- _STATED PROBLEM_
Reproduce the material word for word from its beginning through the line containing "<point>26,83</point>", that line included, and leave out the pictures.

Image point annotation entries
§

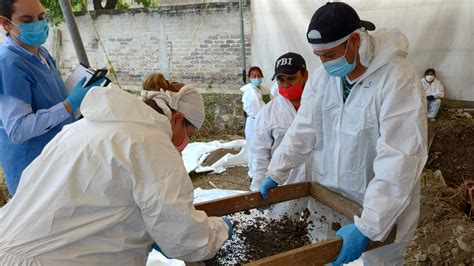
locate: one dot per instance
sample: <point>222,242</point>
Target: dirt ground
<point>445,234</point>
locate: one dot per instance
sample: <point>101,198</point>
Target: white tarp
<point>195,153</point>
<point>440,32</point>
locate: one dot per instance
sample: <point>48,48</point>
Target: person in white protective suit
<point>363,117</point>
<point>254,97</point>
<point>108,186</point>
<point>434,92</point>
<point>276,117</point>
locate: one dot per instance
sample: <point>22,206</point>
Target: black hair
<point>6,9</point>
<point>150,102</point>
<point>430,70</point>
<point>254,68</point>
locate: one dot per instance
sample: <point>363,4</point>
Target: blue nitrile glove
<point>353,244</point>
<point>267,184</point>
<point>230,232</point>
<point>157,248</point>
<point>78,93</point>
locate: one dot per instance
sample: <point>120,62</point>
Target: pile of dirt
<point>261,237</point>
<point>445,234</point>
<point>452,149</point>
<point>217,155</point>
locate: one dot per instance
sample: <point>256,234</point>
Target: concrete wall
<point>191,43</point>
<point>197,44</point>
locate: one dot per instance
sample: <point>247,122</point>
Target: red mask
<point>291,93</point>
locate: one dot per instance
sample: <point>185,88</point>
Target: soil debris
<point>261,237</point>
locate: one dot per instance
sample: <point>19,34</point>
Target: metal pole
<point>242,40</point>
<point>74,31</point>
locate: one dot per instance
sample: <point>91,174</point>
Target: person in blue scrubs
<point>34,104</point>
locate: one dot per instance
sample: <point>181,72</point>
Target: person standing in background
<point>434,92</point>
<point>253,99</point>
<point>34,105</point>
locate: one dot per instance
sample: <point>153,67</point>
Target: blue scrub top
<point>26,83</point>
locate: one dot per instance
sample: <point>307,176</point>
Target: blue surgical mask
<point>339,67</point>
<point>33,33</point>
<point>256,82</point>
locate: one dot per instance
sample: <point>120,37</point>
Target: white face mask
<point>429,78</point>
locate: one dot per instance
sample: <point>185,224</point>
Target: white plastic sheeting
<point>195,153</point>
<point>440,32</point>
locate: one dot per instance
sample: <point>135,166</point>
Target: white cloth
<point>187,101</point>
<point>433,108</point>
<point>274,90</point>
<point>372,148</point>
<point>252,102</point>
<point>270,128</point>
<point>103,190</point>
<point>435,89</point>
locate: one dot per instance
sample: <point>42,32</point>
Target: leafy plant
<point>56,15</point>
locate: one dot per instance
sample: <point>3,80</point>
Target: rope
<point>109,62</point>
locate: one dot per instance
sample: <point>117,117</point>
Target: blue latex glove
<point>266,185</point>
<point>353,244</point>
<point>78,93</point>
<point>230,232</point>
<point>157,248</point>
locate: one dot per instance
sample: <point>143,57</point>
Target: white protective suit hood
<point>370,147</point>
<point>103,190</point>
<point>386,44</point>
<point>104,104</point>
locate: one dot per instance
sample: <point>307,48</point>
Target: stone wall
<point>197,43</point>
<point>193,43</point>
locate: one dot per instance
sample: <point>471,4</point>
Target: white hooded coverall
<point>435,89</point>
<point>252,102</point>
<point>372,148</point>
<point>271,124</point>
<point>103,190</point>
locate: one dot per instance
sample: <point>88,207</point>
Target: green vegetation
<point>56,16</point>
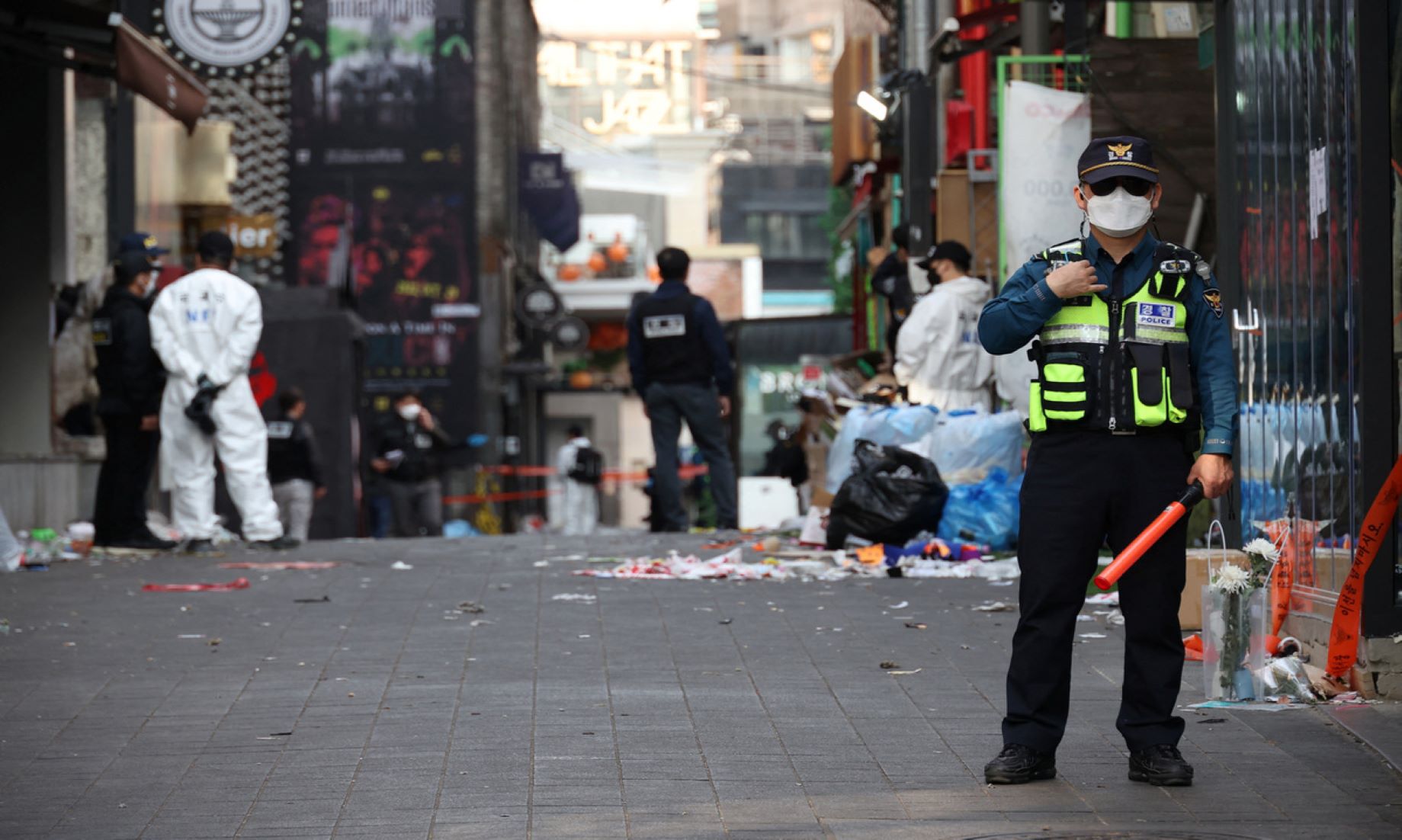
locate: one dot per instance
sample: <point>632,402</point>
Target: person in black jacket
<point>294,466</point>
<point>130,379</point>
<point>890,280</point>
<point>409,456</point>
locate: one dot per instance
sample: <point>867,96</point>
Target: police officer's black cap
<point>140,242</point>
<point>215,245</point>
<point>1118,157</point>
<point>947,250</point>
<point>130,264</point>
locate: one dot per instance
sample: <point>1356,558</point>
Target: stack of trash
<point>899,470</point>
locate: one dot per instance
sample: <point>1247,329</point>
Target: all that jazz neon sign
<point>643,87</point>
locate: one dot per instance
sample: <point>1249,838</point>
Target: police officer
<point>409,454</point>
<point>130,379</point>
<point>682,369</point>
<point>1133,359</point>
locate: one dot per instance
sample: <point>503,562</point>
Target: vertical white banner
<point>1044,132</point>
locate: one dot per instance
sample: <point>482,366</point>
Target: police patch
<point>1213,299</point>
<point>1156,315</point>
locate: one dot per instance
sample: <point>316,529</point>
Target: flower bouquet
<point>1234,624</point>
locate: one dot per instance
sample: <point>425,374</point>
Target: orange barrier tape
<point>1343,634</point>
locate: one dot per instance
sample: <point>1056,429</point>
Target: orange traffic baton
<point>1149,536</point>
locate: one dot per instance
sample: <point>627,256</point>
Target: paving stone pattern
<point>387,714</point>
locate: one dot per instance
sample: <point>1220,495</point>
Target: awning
<point>87,37</point>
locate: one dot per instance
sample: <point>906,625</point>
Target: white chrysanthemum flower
<point>1263,549</point>
<point>1231,579</point>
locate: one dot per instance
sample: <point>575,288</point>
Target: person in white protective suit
<point>581,469</point>
<point>938,357</point>
<point>205,327</point>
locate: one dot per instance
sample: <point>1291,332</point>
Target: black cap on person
<point>1115,157</point>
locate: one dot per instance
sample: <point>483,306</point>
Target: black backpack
<point>589,466</point>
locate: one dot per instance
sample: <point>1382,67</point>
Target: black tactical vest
<point>672,347</point>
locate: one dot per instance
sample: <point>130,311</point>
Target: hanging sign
<point>539,305</point>
<point>227,37</point>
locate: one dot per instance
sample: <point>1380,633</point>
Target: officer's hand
<point>1074,280</point>
<point>1214,472</point>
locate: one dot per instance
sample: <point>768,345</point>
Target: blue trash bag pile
<point>984,514</point>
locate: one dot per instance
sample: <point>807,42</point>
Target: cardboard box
<point>1191,609</point>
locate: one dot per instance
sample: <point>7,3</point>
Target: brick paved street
<point>643,710</point>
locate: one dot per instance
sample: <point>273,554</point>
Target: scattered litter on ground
<point>994,608</point>
<point>987,569</point>
<point>1246,706</point>
<point>281,566</point>
<point>725,567</point>
<point>227,586</point>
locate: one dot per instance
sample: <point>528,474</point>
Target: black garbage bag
<point>890,497</point>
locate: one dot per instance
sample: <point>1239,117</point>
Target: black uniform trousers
<point>121,486</point>
<point>1080,489</point>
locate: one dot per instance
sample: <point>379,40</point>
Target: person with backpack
<point>582,469</point>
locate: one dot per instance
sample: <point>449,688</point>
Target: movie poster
<point>383,191</point>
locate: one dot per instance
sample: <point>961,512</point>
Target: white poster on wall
<point>1044,133</point>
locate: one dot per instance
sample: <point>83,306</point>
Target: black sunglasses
<point>1131,185</point>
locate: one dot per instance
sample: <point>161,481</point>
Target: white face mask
<point>1119,213</point>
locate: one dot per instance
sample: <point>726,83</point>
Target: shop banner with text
<point>1044,133</point>
<point>383,191</point>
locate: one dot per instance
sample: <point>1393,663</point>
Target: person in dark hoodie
<point>409,454</point>
<point>130,380</point>
<point>294,464</point>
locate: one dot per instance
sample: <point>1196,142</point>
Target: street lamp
<point>872,105</point>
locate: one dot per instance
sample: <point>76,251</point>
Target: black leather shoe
<point>1019,765</point>
<point>1161,765</point>
<point>279,544</point>
<point>146,542</point>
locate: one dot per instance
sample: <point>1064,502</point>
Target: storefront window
<point>1297,146</point>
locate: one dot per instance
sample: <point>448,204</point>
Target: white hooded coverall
<point>938,357</point>
<point>581,499</point>
<point>209,323</point>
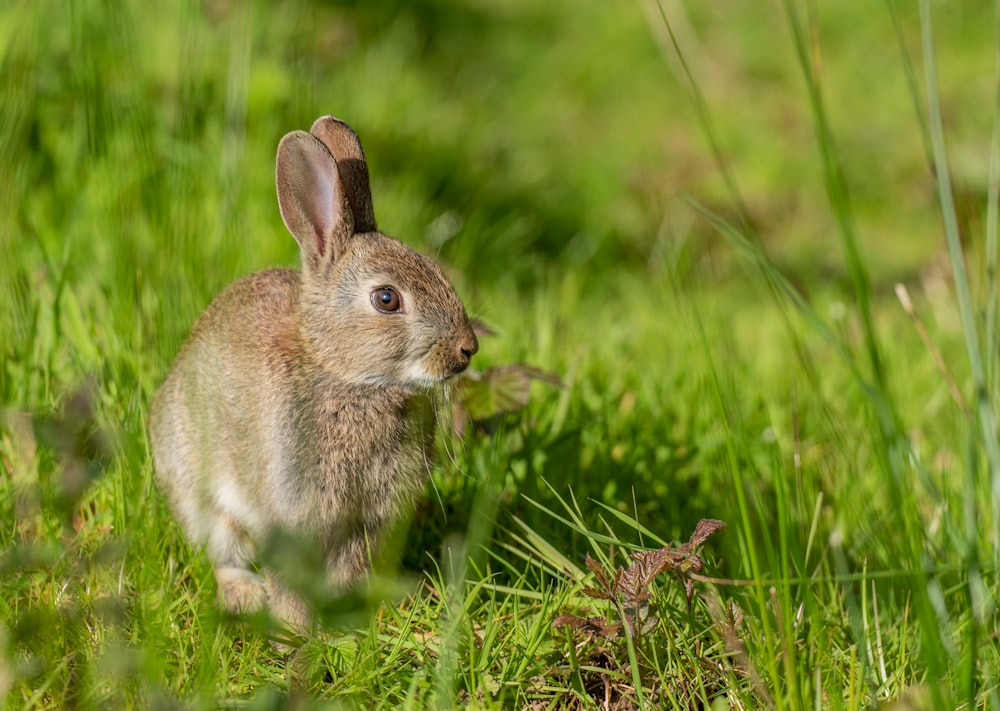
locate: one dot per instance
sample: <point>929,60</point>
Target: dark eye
<point>386,299</point>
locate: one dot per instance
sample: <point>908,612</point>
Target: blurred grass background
<point>539,150</point>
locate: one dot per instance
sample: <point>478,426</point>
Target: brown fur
<point>295,405</point>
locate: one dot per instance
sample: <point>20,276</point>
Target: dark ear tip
<point>328,123</point>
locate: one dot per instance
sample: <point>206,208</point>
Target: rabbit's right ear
<point>312,199</point>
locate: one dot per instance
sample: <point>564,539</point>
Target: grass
<point>696,222</point>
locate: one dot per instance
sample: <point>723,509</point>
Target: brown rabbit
<point>301,401</point>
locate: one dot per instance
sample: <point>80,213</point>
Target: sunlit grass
<point>732,351</point>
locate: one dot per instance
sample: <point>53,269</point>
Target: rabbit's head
<point>372,310</point>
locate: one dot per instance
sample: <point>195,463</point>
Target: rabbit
<point>301,402</point>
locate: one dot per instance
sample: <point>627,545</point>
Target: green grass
<point>695,215</point>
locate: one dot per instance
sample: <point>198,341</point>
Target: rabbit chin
<point>416,377</point>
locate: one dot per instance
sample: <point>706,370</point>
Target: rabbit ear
<point>345,148</point>
<point>312,198</point>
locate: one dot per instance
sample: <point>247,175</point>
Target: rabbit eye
<point>386,299</point>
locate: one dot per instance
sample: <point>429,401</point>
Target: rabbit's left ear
<point>345,147</point>
<point>312,199</point>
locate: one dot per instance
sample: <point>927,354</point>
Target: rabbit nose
<point>469,348</point>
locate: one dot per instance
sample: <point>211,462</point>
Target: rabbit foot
<point>240,590</point>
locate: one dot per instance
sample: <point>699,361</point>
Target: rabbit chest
<point>362,453</point>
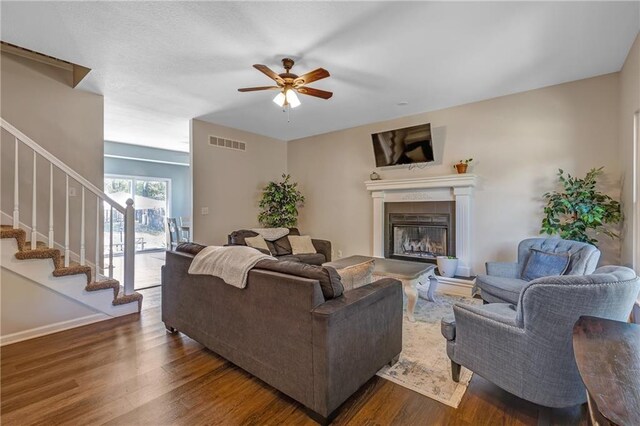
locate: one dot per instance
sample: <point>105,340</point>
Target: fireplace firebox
<point>419,237</point>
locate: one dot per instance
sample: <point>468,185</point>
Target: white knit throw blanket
<point>271,234</point>
<point>232,263</point>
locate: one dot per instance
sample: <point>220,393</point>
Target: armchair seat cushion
<point>500,289</point>
<point>311,258</point>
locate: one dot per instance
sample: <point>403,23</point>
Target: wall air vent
<point>227,143</point>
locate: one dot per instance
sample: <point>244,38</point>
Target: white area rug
<point>424,366</point>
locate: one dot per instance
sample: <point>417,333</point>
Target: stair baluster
<point>34,232</point>
<point>66,222</point>
<point>16,186</point>
<point>97,269</point>
<point>82,244</point>
<point>50,205</point>
<point>111,243</point>
<point>129,247</point>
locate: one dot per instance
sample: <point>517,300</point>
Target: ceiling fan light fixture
<point>292,98</point>
<point>279,99</point>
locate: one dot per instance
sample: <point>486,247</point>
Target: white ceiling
<point>160,64</point>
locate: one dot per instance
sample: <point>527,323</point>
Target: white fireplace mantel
<point>458,188</point>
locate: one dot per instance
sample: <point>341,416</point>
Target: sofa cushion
<point>301,244</point>
<point>503,288</point>
<point>328,277</point>
<point>354,275</point>
<point>544,264</point>
<point>310,258</point>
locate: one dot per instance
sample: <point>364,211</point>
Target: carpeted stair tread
<point>38,253</point>
<point>104,285</point>
<point>39,244</point>
<point>73,269</point>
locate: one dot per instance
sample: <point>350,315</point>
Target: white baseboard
<point>51,328</point>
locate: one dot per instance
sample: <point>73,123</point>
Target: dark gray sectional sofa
<point>316,348</point>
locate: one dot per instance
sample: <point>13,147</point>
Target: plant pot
<point>461,168</point>
<point>447,267</point>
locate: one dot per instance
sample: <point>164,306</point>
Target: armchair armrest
<point>354,335</point>
<point>502,269</point>
<point>503,313</point>
<point>324,247</point>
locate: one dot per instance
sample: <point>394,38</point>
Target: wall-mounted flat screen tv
<point>403,146</point>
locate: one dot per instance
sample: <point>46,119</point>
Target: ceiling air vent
<point>227,143</point>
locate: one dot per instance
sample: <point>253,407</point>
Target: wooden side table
<point>608,357</point>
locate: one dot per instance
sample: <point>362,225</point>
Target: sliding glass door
<point>151,202</point>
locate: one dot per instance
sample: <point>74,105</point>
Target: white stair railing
<point>127,213</point>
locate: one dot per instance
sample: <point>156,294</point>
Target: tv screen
<point>403,146</point>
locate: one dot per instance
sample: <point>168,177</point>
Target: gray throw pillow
<point>544,264</point>
<point>329,279</point>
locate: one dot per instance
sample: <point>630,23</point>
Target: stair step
<point>73,269</point>
<point>38,253</point>
<point>39,244</point>
<point>104,285</point>
<point>129,298</point>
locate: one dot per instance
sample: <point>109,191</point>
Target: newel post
<point>129,247</point>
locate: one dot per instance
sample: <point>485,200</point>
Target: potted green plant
<point>279,204</point>
<point>447,265</point>
<point>579,211</point>
<point>461,166</point>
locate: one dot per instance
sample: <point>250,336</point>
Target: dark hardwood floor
<point>129,371</point>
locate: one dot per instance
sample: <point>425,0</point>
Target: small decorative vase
<point>447,267</point>
<point>461,168</point>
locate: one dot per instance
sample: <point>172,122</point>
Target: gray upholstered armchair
<point>527,350</point>
<point>503,281</point>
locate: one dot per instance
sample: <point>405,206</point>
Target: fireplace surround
<point>454,189</point>
<point>419,231</point>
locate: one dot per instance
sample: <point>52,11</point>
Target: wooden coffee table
<point>608,358</point>
<point>409,273</point>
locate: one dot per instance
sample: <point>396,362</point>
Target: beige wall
<point>629,105</point>
<point>26,305</point>
<point>37,99</point>
<point>230,182</point>
<point>518,143</point>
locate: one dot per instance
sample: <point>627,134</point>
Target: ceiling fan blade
<point>268,72</point>
<point>253,89</point>
<point>311,76</point>
<point>314,92</point>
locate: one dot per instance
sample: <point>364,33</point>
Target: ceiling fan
<point>289,83</point>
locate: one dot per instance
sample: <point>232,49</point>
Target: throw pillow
<point>191,248</point>
<point>301,244</point>
<point>544,264</point>
<point>257,242</point>
<point>356,276</point>
<point>329,279</point>
<point>282,246</point>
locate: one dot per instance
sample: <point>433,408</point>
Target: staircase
<point>41,259</point>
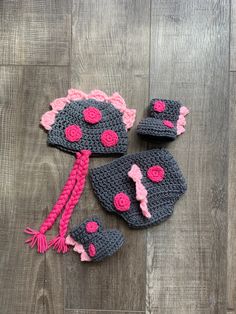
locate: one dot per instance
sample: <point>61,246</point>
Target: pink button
<point>91,227</point>
<point>121,202</point>
<point>109,138</point>
<point>168,123</point>
<point>92,250</point>
<point>159,106</point>
<point>156,173</point>
<point>92,115</point>
<point>73,133</point>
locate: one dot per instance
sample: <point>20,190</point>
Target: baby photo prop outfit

§

- _WRITTEN RESPONSE_
locate: one dot per instance
sample: <point>222,242</point>
Target: dirt ground
<point>445,234</point>
locate: one dot per instance
sample: <point>101,198</point>
Target: white tarp
<point>195,153</point>
<point>440,32</point>
locate: one dot per instance
sample: <point>48,48</point>
Target: person in white protective suit
<point>363,117</point>
<point>254,97</point>
<point>108,186</point>
<point>434,92</point>
<point>276,117</point>
locate: one dot per instance
sample: <point>22,206</point>
Target: black hair
<point>6,9</point>
<point>150,102</point>
<point>430,70</point>
<point>254,68</point>
locate: one dot per instance
sample: <point>363,4</point>
Target: blue nitrile glove
<point>353,244</point>
<point>267,184</point>
<point>230,232</point>
<point>157,248</point>
<point>78,93</point>
locate: one dot per instance
sample: <point>120,62</point>
Target: pile of dirt
<point>261,237</point>
<point>445,234</point>
<point>452,149</point>
<point>217,155</point>
locate: one dot per instance
sample: <point>256,234</point>
Target: concrete wall
<point>191,43</point>
<point>197,44</point>
locate: one dot per instance
sample: <point>247,122</point>
Target: red mask
<point>291,93</point>
locate: one dot per instance
sample: <point>185,88</point>
Target: soil debris
<point>261,237</point>
locate: one dot per instance
sample: <point>19,34</point>
Target: metal pole
<point>242,40</point>
<point>74,31</point>
locate: one dot per instance
sample: <point>91,174</point>
Target: person in blue scrubs
<point>34,104</point>
locate: one dot per instance
sample: <point>181,72</point>
Target: person standing in background
<point>434,92</point>
<point>253,99</point>
<point>34,105</point>
locate: one dot per instance
sample: <point>153,67</point>
Target: blue scrub top
<point>26,83</point>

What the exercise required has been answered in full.